Work request = Give back each entry verbatim.

Natural language region descriptions
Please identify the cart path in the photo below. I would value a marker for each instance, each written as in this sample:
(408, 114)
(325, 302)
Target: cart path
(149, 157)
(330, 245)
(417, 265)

Solution =
Please identify the cart path in the photo below. I would value a marker for each instance, each written as in this sample:
(408, 114)
(325, 302)
Target: cart path
(149, 157)
(330, 245)
(417, 265)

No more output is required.